[Task statement]: Rewrite the lines below with "distant tower" changed to "far-off tower" and everything else kept the same. Omit the pictures from your answer.

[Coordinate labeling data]
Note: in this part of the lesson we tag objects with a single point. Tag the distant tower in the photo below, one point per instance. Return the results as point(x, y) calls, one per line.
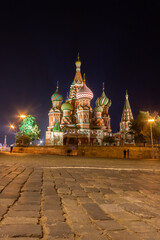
point(104, 102)
point(55, 112)
point(76, 84)
point(5, 141)
point(127, 116)
point(67, 109)
point(84, 110)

[The output]:
Note: in this part of the lesson we tag objects with a single point. Tag the far-off tower in the photo below, one point per instance. Return the results as point(x, y) calls, one per line.
point(104, 102)
point(55, 112)
point(76, 84)
point(5, 141)
point(127, 116)
point(67, 109)
point(84, 110)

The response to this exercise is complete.